_Objective:_ Retype exactly the lines from the line with "room window with a single point per instance." to the end of the data, keeping both boundary lines.

_Coordinate annotation records:_
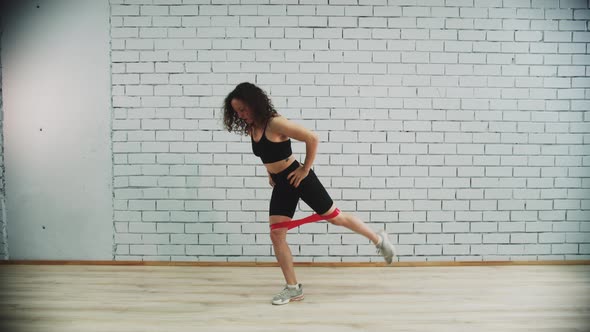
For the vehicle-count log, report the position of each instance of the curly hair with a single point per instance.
(258, 102)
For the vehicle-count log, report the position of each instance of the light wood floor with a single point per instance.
(184, 298)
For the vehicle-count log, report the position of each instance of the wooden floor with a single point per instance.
(183, 298)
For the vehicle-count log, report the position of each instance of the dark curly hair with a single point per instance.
(258, 102)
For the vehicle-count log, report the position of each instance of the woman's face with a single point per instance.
(243, 111)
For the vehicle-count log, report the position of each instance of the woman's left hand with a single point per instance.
(297, 176)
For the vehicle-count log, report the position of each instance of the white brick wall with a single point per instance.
(461, 127)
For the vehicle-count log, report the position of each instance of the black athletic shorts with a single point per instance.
(284, 197)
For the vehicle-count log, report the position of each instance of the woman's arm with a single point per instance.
(293, 130)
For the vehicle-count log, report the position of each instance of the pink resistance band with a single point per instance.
(313, 218)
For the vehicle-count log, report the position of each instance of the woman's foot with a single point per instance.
(385, 248)
(288, 294)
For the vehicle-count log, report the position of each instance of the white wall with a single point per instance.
(461, 126)
(57, 139)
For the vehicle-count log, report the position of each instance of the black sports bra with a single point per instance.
(271, 152)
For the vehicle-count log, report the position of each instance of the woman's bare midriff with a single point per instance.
(280, 165)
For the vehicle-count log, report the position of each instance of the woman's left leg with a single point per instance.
(353, 223)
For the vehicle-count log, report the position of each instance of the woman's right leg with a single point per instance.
(282, 250)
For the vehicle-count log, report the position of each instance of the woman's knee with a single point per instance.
(278, 235)
(338, 220)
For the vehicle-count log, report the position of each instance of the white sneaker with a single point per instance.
(385, 248)
(288, 294)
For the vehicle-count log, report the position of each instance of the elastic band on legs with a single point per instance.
(312, 218)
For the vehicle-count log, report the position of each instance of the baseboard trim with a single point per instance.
(271, 264)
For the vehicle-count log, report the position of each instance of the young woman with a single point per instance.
(249, 111)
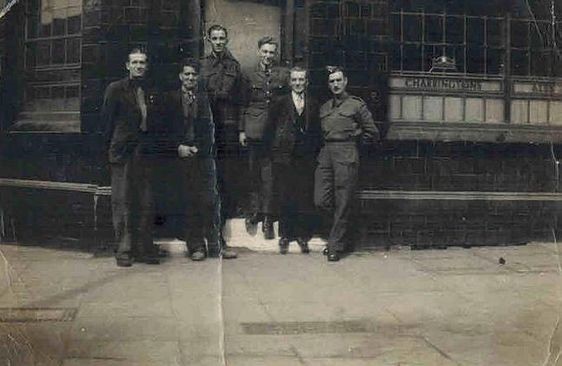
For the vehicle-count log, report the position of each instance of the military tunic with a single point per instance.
(263, 88)
(346, 123)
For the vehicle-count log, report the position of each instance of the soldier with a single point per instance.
(223, 81)
(130, 113)
(346, 123)
(266, 82)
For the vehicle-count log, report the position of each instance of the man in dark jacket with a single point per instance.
(224, 84)
(346, 123)
(265, 83)
(294, 131)
(129, 112)
(191, 133)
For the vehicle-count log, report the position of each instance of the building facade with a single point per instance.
(466, 93)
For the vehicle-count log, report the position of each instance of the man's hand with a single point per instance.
(185, 151)
(242, 139)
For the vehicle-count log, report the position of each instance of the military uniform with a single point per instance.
(224, 83)
(263, 87)
(346, 123)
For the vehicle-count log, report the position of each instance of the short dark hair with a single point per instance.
(267, 40)
(134, 50)
(190, 62)
(298, 69)
(333, 69)
(216, 27)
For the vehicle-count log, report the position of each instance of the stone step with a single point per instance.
(236, 236)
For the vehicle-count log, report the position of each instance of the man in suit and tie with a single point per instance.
(189, 122)
(265, 83)
(129, 112)
(294, 137)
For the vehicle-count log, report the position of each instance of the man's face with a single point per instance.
(189, 77)
(267, 53)
(218, 40)
(137, 65)
(337, 83)
(298, 81)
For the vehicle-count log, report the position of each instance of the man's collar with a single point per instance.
(338, 101)
(134, 83)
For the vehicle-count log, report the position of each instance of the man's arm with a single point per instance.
(370, 133)
(108, 109)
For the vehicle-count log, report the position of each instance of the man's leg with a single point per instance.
(266, 193)
(148, 252)
(193, 223)
(346, 164)
(120, 207)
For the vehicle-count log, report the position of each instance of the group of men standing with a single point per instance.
(306, 153)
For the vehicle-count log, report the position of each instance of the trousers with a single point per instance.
(335, 184)
(260, 171)
(295, 186)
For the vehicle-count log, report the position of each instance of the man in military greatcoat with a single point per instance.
(224, 84)
(294, 131)
(346, 123)
(265, 83)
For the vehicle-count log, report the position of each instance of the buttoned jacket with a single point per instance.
(262, 90)
(288, 140)
(347, 119)
(224, 83)
(122, 118)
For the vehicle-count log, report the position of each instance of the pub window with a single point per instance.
(477, 35)
(52, 66)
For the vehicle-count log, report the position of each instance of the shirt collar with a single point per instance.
(338, 101)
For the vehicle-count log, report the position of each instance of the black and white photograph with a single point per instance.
(280, 182)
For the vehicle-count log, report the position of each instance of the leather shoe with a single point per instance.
(333, 257)
(283, 246)
(228, 253)
(198, 256)
(124, 261)
(303, 244)
(267, 228)
(251, 225)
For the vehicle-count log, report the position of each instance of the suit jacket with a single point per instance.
(261, 91)
(172, 130)
(122, 118)
(286, 139)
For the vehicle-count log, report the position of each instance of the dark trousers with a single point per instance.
(260, 173)
(334, 188)
(230, 170)
(132, 206)
(295, 185)
(200, 200)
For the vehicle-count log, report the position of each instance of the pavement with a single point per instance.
(479, 306)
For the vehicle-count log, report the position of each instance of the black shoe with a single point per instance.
(149, 259)
(198, 256)
(251, 225)
(303, 244)
(267, 228)
(124, 261)
(333, 257)
(283, 246)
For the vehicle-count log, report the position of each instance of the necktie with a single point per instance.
(142, 105)
(300, 104)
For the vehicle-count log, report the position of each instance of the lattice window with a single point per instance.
(52, 65)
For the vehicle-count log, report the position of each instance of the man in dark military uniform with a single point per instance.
(265, 83)
(224, 83)
(294, 131)
(129, 114)
(346, 123)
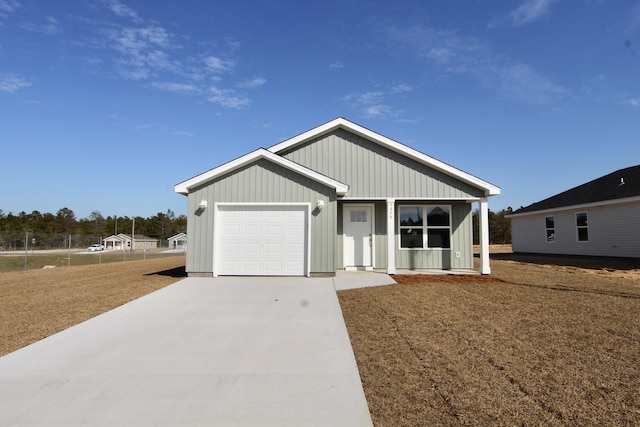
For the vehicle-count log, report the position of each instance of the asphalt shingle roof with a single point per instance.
(620, 184)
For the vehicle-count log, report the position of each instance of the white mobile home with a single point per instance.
(599, 218)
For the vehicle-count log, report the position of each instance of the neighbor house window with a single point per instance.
(423, 227)
(582, 226)
(550, 224)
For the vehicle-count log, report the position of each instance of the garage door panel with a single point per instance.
(262, 240)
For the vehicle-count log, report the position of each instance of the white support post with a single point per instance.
(485, 268)
(391, 236)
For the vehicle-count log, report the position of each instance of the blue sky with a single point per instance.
(107, 104)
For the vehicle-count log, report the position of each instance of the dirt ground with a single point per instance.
(37, 303)
(532, 344)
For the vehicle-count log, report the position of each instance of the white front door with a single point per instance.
(357, 227)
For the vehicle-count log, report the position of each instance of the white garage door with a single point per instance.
(262, 240)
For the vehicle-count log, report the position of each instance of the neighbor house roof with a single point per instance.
(125, 237)
(342, 123)
(621, 184)
(261, 153)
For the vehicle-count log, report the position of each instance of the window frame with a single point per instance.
(582, 227)
(552, 228)
(424, 227)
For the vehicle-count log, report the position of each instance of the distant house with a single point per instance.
(123, 242)
(338, 196)
(599, 218)
(178, 243)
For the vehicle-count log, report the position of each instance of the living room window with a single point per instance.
(550, 226)
(582, 226)
(425, 227)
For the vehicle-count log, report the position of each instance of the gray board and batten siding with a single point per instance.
(263, 182)
(374, 172)
(613, 231)
(461, 242)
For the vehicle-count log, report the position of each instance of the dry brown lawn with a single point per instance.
(37, 303)
(529, 345)
(535, 343)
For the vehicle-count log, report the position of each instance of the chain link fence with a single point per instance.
(25, 250)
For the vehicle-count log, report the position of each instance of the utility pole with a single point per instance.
(133, 229)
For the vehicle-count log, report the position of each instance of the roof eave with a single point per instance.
(261, 153)
(342, 123)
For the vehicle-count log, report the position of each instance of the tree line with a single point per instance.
(49, 230)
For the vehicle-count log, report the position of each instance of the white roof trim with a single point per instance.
(489, 189)
(261, 153)
(601, 203)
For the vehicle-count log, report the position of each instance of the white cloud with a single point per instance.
(526, 13)
(252, 83)
(121, 10)
(48, 28)
(228, 98)
(451, 53)
(183, 133)
(145, 50)
(376, 103)
(11, 83)
(218, 65)
(183, 88)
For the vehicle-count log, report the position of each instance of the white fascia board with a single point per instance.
(261, 153)
(601, 203)
(489, 189)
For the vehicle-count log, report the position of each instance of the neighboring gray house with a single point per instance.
(178, 243)
(123, 242)
(599, 218)
(339, 196)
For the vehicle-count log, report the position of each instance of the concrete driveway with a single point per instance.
(225, 351)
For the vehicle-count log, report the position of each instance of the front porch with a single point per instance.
(412, 236)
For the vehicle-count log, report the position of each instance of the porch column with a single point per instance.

_Finished task:_
For the vehicle-count log, report the position of each instance of the living room window with a single point per instance.
(550, 226)
(582, 226)
(425, 227)
For the vehicle-count log, report the position of each instance of the gray board and batten siding with a single point per instance.
(263, 182)
(374, 172)
(613, 231)
(461, 242)
For the vehicle-count log, report the position of each instance of the dry brown lawn with a single point per instance.
(37, 303)
(529, 345)
(535, 343)
For the vehicle-count log, report the position of each instance of the chain link fence with a single point per instance.
(25, 250)
For the vehicle-count log, report the position of each instance of the utility pole with a single point per instance.
(133, 229)
For the vehicle-count log, report the position of each instance of the roof eave with a single point per instance.
(261, 153)
(342, 123)
For the vehicle-count log, report the position of each instance of the tree line with a single point per instance.
(49, 230)
For the vehicle-count log, report the position of each instance of the white roof trim with a single point per instance.
(489, 189)
(261, 153)
(601, 203)
For the vehicle-count log, report the position of each instance of the white cloud with a single point per instance.
(526, 13)
(252, 83)
(121, 10)
(48, 28)
(228, 98)
(451, 53)
(183, 133)
(145, 50)
(376, 103)
(11, 83)
(218, 65)
(183, 88)
For the vehicle-count log, report the position of each instance of the white fascia board with a single point per instance.
(261, 153)
(601, 203)
(489, 189)
For the vehicle-count log, report the position of each instance of the neighboring gray house with a single point per instance.
(178, 243)
(123, 242)
(599, 218)
(339, 196)
For the vehicle-count log, report the position of each instance of the concrete driveway with a single point per instance.
(225, 351)
For the vehicle-count log, report the position of each instance of the front porch with a single point per instance.
(412, 236)
For the vehicle-count log, report the position of each instance of the porch column with a single point per instance.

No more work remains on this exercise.